[Document passage]
▼

Every time we plant native plant seeds or grow pollinator-friendly flowers, we’re rewilding. But the rewilding movement extends far beyond our gardens.

Larger-scale rewilding projects often involve entire ecosystems and seek to restore natural processes, species, and habitats that have been imbalanced, depleted, or destroyed by the workings of humans. Rewilding strives to reconnect fragmented spaces, to rebalance food webs, and create sustainable ecosystems that don’t need human intervention. At its core, rewilding is about giving Nature back to Herself.

Rewilding requires the patience and time that goes hand-in-hand with planting trees or restoring a wildflower meadow. It can be practiced on a large scale or a small one and may include urban rewilding projects, rewilding your yard, or rewilding larger areas, including waterways, mountain sides, and meadows. For some, rewilding is also a personal movement and a way to restore our connection to ourselves and the natural world around us.


The Yorkshire Moors were once covered in trees. But they were deforested to make room for grazing sheep.

Why Rewilding Matters

At a time when conservation issues are at the forefront of many of our minds and so many of us are feeling disconnected from nature and ourselves, it’s no wonder why the rewilding movement is spreading. By addressing problems like habitat loss and habitat fragmentation, rewilding works to restore ecosystems and preserve the animals, plants, and insects that depend on them.

Rewilding yards can reduce pollinator loss, but rewilding also creates self-sustaining habitats and supports plants and larger animals that may be impacted by urban sprawl, climate change, and other factors. Rewilded areas are havens for biodiversity, but they can also help combat climate change since healthy habitats absorb carbon more effectively than compromised ones. Not to mention, rewilding has financial benefits too – it reduces economic loss from flooding, erosion, and other issues arising from habitat degradation, limits land management costs, and creates job opportunities in conservation, sustainable land management, and related fields.

▲

[Exercise requirements]
a – According to the rewilding passage, what were the Yorkshire Moors deforested to make room for?
b – Quote from the collection entries every line from the one containing "229, row 68." through the one containing "column 126, row 94", including both of those lines.

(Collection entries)
▼

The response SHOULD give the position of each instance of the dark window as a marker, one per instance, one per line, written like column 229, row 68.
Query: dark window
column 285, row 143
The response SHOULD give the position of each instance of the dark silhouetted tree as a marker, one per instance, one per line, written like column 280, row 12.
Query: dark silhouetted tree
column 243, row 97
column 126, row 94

▲
▼

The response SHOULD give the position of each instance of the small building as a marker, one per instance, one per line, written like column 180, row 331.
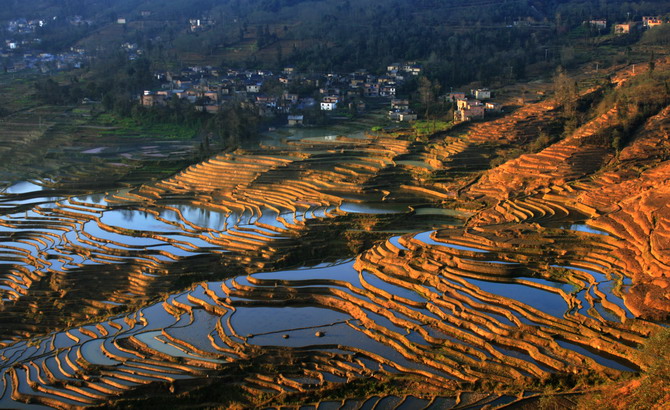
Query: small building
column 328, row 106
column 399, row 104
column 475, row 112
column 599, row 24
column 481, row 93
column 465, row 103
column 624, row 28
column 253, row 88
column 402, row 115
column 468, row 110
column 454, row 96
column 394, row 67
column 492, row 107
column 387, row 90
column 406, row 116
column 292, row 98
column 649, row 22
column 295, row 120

▲

[Solution set]
a – Grazing sheep.

b –
The response SHOULD give the position of each instance of the dark window as a marker, one per instance, one per line, written like column 229, row 68.
Query: dark window
column 285, row 143
The response SHOULD give the position of each instance of the dark silhouetted tree as a marker, one per instance, one per line, written like column 280, row 12.
Query: dark silhouetted tree
column 243, row 97
column 126, row 94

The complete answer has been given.